§ Tasks:
a: Retype the stretch of the goat forum thread from "Yes!!! We are" through "How much BoSe?".
b: For each statement below, say whether it agrees with the goat forum thread, answering yes or no and quoting the deciding words: (i) The Bo-Se dose given is 1cc per 40 lbs. (ii) The Lamancha, Fainting, and Spanish nannies had issues with their babies. (iii) SalteyLove says Boers tend to need less copper than the other breeds.
c: Carry on the goat forum thread from the point where it stops.

§ Selected excerpt:
Are these Boers? I ask because one year my minerals went dry more often than I knew and I had a LOT of congested udders or low milk production, I only had issues with the Boers though not my dairy, so not really sure why that was. The next year I made extra extra sure they always had a good loose goat mineral 24/7 and had no problems with congested udders or poor production. Later I learned lack of minerals can contribute to congested udders. So good quality alfalfa and 24\7 minerals and hope for the best!


----------



## Amcculler14 (Dec 6, 2017)

lovinglife said:


> Are these Boers? I ask because one year my minerals went dry more often than I knew and I had a LOT of congested udders or low milk production, I only had issues with the Boers though not my dairy, so not really sure why that was. The next year I made extra extra sure they always had a good loose goat mineral 24/7 and had no problems with congested udders or poor production. Later I learned lack of minerals can contribute to congested udders. So good quality alfalfa and 24\7 minerals and hope for the best!


Yes!!! We are 90% Boer, 100% babies who died last season & now are Boer. Our Lamancha, Fainting, and Spanish nannies have had NO issues with their babies


----------



## Amcculler14 (Dec 6, 2017)

How much BoSe? 
I have a neighbor with some we can have


----------



## nancy d (Oct 5, 2007)

Bose is 1cc per 40 lbs. Boer kids can have a half cc & that can be given orally.


----------



## Mike at Capra Vista (Nov 30, 2017)

Sorry to hear about your very sad issue.
I'm new here and to goats, so sorry if my comments are off the mark.

It sounds like a herd issue, not a specific goat problem. Would udder problems not be more of an individual goat thing? I would think that feed or disease would be the first things to consider. If there was a significant change in feed about a year ago, than that might be worth looking into.


----------



## SalteyLove (Jun 18, 2011)

Hmmmm, Boers tend to require more copper than those other breeds in my experience. Are you able to post photos of a few of your does so we can see if they look copper deficient?

Glad you were able to get Bo-Se! Hope that helps 

Mike - yes in most cases udder issues would be specific to individual animals however some particularly virulent bacterial strains can be contagious. In addition, selenium deficiency can result in low milk production that may be widespread.


----------



## Mike at Capra Vista (Nov 30, 2017)

SalteyLove said:


> In addition, selenium deficiency can result in low milk production that may be widespread.


Wouldn't a sudden selenium deficiency have to come from a change in feed?


----------



## SalteyLove (Jun 18, 2011)

Mike at Capra Vista said:


> Wouldn't a sudden selenium deficiency have to come from a change in feed?

§ Entries supplied:
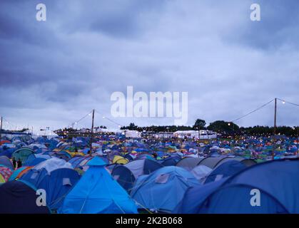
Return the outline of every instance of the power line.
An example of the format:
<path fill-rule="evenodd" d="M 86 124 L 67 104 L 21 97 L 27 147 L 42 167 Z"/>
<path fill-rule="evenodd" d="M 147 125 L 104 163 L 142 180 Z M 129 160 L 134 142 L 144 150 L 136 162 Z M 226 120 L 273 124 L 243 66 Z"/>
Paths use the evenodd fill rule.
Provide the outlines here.
<path fill-rule="evenodd" d="M 295 104 L 294 103 L 292 103 L 292 102 L 290 102 L 290 101 L 287 101 L 285 100 L 283 100 L 283 99 L 280 99 L 280 98 L 277 98 L 277 99 L 279 100 L 280 100 L 280 101 L 282 101 L 283 103 L 288 103 L 290 105 L 293 105 L 299 107 L 299 105 L 298 104 Z"/>
<path fill-rule="evenodd" d="M 103 115 L 102 113 L 100 113 L 99 112 L 98 112 L 96 110 L 96 112 L 97 113 L 98 113 L 98 114 L 100 114 L 100 115 Z M 121 124 L 120 124 L 120 123 L 117 123 L 117 122 L 116 122 L 116 121 L 114 121 L 114 120 L 112 120 L 111 119 L 110 119 L 109 118 L 108 118 L 108 117 L 106 117 L 106 116 L 105 116 L 105 115 L 103 115 L 103 119 L 107 119 L 108 120 L 109 120 L 110 122 L 111 122 L 111 123 L 114 123 L 114 124 L 116 124 L 116 125 L 117 125 L 118 126 L 121 126 L 121 127 L 122 127 L 122 125 Z"/>
<path fill-rule="evenodd" d="M 79 120 L 78 120 L 77 121 L 73 122 L 71 123 L 69 125 L 73 125 L 74 124 L 78 124 L 80 121 L 83 120 L 84 118 L 86 118 L 87 116 L 91 115 L 92 113 L 92 110 L 90 111 L 88 113 L 87 113 L 86 115 L 85 115 L 84 116 L 83 116 L 82 118 L 81 118 Z"/>
<path fill-rule="evenodd" d="M 273 102 L 274 100 L 275 100 L 275 99 L 272 99 L 272 100 L 270 100 L 269 102 L 267 102 L 265 104 L 263 104 L 263 105 L 261 105 L 260 107 L 259 107 L 259 108 L 258 108 L 255 109 L 254 110 L 252 110 L 251 112 L 249 112 L 248 113 L 247 113 L 247 114 L 245 114 L 245 115 L 242 115 L 242 116 L 240 116 L 240 117 L 239 117 L 239 118 L 236 118 L 236 119 L 235 119 L 235 120 L 232 120 L 232 121 L 230 121 L 230 122 L 233 123 L 233 122 L 238 121 L 238 120 L 240 120 L 240 119 L 242 119 L 242 118 L 245 118 L 245 117 L 246 117 L 246 116 L 248 116 L 248 115 L 250 115 L 250 114 L 252 114 L 252 113 L 255 113 L 255 112 L 256 112 L 256 111 L 259 110 L 260 109 L 261 109 L 261 108 L 264 108 L 265 106 L 268 105 L 268 104 L 270 104 L 270 103 L 271 102 Z"/>

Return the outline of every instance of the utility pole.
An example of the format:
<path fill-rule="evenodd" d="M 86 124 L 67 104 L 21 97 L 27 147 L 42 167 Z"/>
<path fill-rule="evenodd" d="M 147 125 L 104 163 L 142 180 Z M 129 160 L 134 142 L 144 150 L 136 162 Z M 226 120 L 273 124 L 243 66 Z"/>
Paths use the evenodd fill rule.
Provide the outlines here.
<path fill-rule="evenodd" d="M 93 140 L 93 120 L 94 120 L 94 109 L 93 109 L 93 110 L 92 110 L 91 147 L 90 147 L 90 149 L 89 149 L 89 154 L 90 155 L 91 155 L 91 150 L 92 150 L 92 140 Z"/>
<path fill-rule="evenodd" d="M 276 114 L 277 114 L 277 98 L 275 99 L 274 105 L 274 129 L 273 129 L 273 150 L 272 150 L 272 160 L 274 160 L 275 156 L 275 139 L 276 136 Z"/>
<path fill-rule="evenodd" d="M 1 137 L 2 137 L 2 121 L 3 121 L 3 118 L 1 116 L 1 125 L 0 125 L 0 138 L 1 138 Z"/>

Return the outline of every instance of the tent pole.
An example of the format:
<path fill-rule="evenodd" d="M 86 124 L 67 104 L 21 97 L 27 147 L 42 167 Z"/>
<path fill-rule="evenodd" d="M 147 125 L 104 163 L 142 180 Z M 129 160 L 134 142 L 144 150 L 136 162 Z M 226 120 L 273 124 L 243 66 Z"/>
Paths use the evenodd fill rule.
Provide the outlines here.
<path fill-rule="evenodd" d="M 272 160 L 274 160 L 275 156 L 275 138 L 276 135 L 276 114 L 277 114 L 277 98 L 275 99 L 274 105 L 274 128 L 273 128 L 273 147 L 272 147 Z"/>
<path fill-rule="evenodd" d="M 94 109 L 92 110 L 92 122 L 91 122 L 91 147 L 89 150 L 89 154 L 91 155 L 92 150 L 92 140 L 93 136 L 93 120 L 94 120 Z"/>
<path fill-rule="evenodd" d="M 2 121 L 3 121 L 3 118 L 1 116 L 1 125 L 0 125 L 0 138 L 2 138 Z"/>

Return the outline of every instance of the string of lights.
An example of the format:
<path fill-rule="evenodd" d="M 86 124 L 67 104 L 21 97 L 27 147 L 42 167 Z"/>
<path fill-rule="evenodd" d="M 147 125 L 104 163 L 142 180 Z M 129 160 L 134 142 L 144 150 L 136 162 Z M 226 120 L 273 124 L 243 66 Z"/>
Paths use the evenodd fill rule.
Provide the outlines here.
<path fill-rule="evenodd" d="M 264 108 L 265 106 L 268 105 L 268 104 L 270 104 L 271 102 L 273 102 L 274 100 L 275 100 L 275 99 L 272 99 L 271 100 L 270 100 L 270 101 L 267 102 L 266 103 L 263 104 L 263 105 L 261 105 L 261 106 L 258 107 L 258 108 L 256 108 L 256 109 L 255 109 L 255 110 L 252 110 L 252 111 L 249 112 L 248 113 L 245 114 L 245 115 L 242 115 L 242 116 L 240 116 L 240 117 L 239 117 L 239 118 L 236 118 L 236 119 L 235 119 L 235 120 L 232 120 L 232 121 L 230 121 L 230 122 L 231 122 L 231 123 L 234 123 L 234 122 L 238 121 L 238 120 L 240 120 L 240 119 L 243 119 L 243 118 L 245 118 L 246 116 L 248 116 L 248 115 L 250 115 L 250 114 L 252 114 L 252 113 L 255 113 L 255 112 L 256 112 L 256 111 L 259 110 L 260 109 L 262 109 L 263 108 Z"/>
<path fill-rule="evenodd" d="M 99 113 L 99 112 L 98 112 L 98 110 L 95 110 L 95 111 L 97 113 L 100 114 L 101 115 L 103 115 L 103 114 L 101 113 Z M 105 115 L 103 115 L 103 119 L 106 119 L 106 120 L 109 120 L 110 122 L 111 122 L 111 123 L 116 124 L 116 125 L 118 125 L 119 128 L 122 127 L 122 125 L 121 124 L 120 124 L 120 123 L 117 123 L 117 122 L 116 122 L 114 120 L 112 120 L 111 119 L 110 119 L 109 118 L 108 118 L 108 117 L 106 117 Z"/>
<path fill-rule="evenodd" d="M 69 125 L 69 126 L 70 125 L 77 125 L 80 121 L 83 120 L 83 119 L 85 119 L 87 116 L 91 115 L 92 113 L 92 110 L 90 111 L 88 113 L 87 113 L 86 115 L 85 115 L 84 116 L 83 116 L 82 118 L 81 118 L 79 120 L 78 120 L 77 121 L 73 122 L 71 123 L 70 125 Z"/>
<path fill-rule="evenodd" d="M 288 103 L 290 105 L 293 105 L 299 107 L 299 105 L 298 104 L 295 104 L 294 103 L 292 103 L 292 102 L 290 102 L 290 101 L 287 101 L 285 100 L 283 100 L 283 99 L 280 99 L 280 98 L 277 98 L 277 100 L 279 100 L 282 101 L 283 104 Z"/>

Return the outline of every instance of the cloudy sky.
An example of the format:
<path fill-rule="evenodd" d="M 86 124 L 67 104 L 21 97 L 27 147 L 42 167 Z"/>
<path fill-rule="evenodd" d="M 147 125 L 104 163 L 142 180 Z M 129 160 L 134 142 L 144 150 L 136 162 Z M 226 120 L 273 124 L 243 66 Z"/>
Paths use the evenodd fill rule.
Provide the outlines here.
<path fill-rule="evenodd" d="M 46 6 L 37 21 L 36 6 Z M 258 3 L 261 21 L 250 19 Z M 0 115 L 4 127 L 51 128 L 96 113 L 96 124 L 168 125 L 113 118 L 112 93 L 188 93 L 188 124 L 232 120 L 275 97 L 299 103 L 297 0 L 0 2 Z M 236 122 L 273 125 L 273 103 Z M 278 125 L 299 125 L 278 103 Z M 88 127 L 91 117 L 78 127 Z"/>

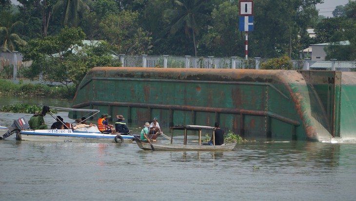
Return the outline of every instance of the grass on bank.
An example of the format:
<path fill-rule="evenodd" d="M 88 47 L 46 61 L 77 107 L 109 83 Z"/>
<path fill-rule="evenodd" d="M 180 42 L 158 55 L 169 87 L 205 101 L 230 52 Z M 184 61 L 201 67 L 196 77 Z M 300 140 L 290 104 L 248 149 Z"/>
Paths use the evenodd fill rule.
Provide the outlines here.
<path fill-rule="evenodd" d="M 71 99 L 74 97 L 75 87 L 70 86 L 69 91 L 62 86 L 47 85 L 42 84 L 13 83 L 5 79 L 0 79 L 0 95 L 20 97 L 48 97 Z"/>
<path fill-rule="evenodd" d="M 0 107 L 0 112 L 34 114 L 36 111 L 38 111 L 40 113 L 42 109 L 41 107 L 35 105 L 17 103 L 14 105 Z M 52 113 L 57 113 L 57 111 L 55 110 L 52 109 L 50 109 L 50 110 Z"/>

§ Responses for each task:
a:
Yes!!! We are 90% Boer, 100% babies who died last season & now are Boer. Our Lamancha, Fainting, and Spanish nannies have had NO issues with their babies


----------



## Amcculler14 (Dec 6, 2017)

How much BoSe?

b:
(i) Yes: "Bose is 1cc per 40 lbs."
(ii) No: "Our Lamancha, Fainting, and Spanish nannies have had NO issues with their babies"
(iii) No: "Boers tend to require more copper than those other breeds in my experience"

c:
No, most of their selenium is coming from mineral supplements. Feed is a very small portion. But it is cumulative so yes an earlier diet change or mineral supplement change may have take months to see I'll effects.


----------



## Jessica84 (Oct 27, 2011)

But it doesn’t really sound like it is a sudden change, OP had the same issue in January as well. 
I agree with saltey if you can post some pics of the does someone can let you know if they look like they need some copper. Selenium I swear is the devil when there is a deficiency. I believe I had a selenium issue last year as well as another breeder swears they once had the same symptoms even though it wasn’t text book signs. I believe it was Toth who also had a whole other set of issues with selenium deficiency and again wasn’t the symptoms you read about.


----------



## PippasCubby (May 13, 2015)

Gosh, this sounds very frustrating. I am also leaning towards the line of a mineral deficiency.

Try to find a good loose mineral instead of blocks for them. We have several threads discussing minerals and types. Look for a one high in copper and selenium. I personally use a cattle mineral, so check those out too. (I will attach a picture of what I am using to give you an idea of levels to look for. I am in a very selenium deficient area, but do not give supplemental selenium besides these minerals and a selenium salt block. So far my goats are doing great on this.)

Do some research on copper bolusing here. https://www.wormx.info/copper-oxide-wire-particles . This website in general is very good for goat health/worming info.

Another idea to maybe help you narrow down if it is a mineral deficiency, and what mineral it might be...Do you have a wether, or doe that you could butcher for necropsy? Or at least a liver mineral test. (http://waddl.vetmed.wsu.edu/search-tests) I am hoping to run one of these every year or two on the wethers we butcher, just to get an idea of where we are sitting mineral wise.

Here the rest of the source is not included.